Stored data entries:
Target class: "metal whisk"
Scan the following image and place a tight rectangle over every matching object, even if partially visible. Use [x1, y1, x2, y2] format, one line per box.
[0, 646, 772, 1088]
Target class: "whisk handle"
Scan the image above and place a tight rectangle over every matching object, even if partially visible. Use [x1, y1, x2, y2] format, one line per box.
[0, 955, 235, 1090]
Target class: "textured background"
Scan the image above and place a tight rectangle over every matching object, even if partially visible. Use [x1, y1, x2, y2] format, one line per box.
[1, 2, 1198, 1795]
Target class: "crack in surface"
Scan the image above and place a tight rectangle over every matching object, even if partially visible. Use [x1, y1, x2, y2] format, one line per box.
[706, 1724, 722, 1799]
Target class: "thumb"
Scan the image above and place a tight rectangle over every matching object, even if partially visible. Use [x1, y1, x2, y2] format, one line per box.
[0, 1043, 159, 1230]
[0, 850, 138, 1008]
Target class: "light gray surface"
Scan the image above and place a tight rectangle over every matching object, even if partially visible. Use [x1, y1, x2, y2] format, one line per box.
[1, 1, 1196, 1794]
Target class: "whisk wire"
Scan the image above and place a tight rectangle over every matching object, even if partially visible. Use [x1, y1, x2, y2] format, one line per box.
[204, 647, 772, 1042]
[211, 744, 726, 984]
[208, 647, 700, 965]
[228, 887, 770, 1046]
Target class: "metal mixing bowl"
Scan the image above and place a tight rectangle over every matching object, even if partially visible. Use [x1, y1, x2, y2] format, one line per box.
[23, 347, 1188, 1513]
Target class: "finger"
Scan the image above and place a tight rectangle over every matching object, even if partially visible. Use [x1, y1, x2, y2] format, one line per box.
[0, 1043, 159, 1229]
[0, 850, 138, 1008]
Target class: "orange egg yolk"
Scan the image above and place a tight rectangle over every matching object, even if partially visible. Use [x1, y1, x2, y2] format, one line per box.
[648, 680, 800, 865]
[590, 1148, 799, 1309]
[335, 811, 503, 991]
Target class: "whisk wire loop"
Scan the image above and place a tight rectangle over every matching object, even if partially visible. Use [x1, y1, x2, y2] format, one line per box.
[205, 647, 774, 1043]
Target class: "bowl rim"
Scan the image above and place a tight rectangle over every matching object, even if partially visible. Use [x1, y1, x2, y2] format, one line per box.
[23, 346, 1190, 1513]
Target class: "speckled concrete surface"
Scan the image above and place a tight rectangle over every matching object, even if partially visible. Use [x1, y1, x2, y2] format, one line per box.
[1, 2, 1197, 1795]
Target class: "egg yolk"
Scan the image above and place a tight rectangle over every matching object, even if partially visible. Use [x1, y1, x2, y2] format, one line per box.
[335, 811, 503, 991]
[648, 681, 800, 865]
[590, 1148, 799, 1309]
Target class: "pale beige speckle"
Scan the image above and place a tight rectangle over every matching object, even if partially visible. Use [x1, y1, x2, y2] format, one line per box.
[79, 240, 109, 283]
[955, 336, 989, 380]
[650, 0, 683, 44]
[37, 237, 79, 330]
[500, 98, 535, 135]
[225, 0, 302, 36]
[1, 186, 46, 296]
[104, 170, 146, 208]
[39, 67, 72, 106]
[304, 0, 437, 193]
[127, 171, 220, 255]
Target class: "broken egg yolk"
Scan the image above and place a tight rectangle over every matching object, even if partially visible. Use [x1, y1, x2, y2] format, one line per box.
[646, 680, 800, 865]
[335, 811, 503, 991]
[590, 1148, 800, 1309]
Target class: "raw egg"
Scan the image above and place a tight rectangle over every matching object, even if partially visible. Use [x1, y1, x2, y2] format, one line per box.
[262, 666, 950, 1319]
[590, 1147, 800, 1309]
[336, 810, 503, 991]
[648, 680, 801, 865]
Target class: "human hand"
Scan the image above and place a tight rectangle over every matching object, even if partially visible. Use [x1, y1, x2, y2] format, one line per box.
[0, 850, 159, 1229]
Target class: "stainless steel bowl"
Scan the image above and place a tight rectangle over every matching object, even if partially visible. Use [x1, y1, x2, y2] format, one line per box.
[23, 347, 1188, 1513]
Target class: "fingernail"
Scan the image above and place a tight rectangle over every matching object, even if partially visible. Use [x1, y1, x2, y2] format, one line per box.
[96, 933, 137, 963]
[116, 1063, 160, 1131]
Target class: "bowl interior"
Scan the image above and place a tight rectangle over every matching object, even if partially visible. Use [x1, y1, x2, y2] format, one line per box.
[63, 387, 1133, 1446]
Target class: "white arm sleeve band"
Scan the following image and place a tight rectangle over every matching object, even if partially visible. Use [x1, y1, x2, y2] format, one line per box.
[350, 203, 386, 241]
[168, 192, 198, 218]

**AIM OF THE TASK**
A complete answer lists each line of the data that holds the word "whisk".

**RESULT OF THIS EXERCISE**
Target class: "metal whisk"
Target class: "whisk handle"
Target class: "whisk wire"
Target class: "whisk wire loop"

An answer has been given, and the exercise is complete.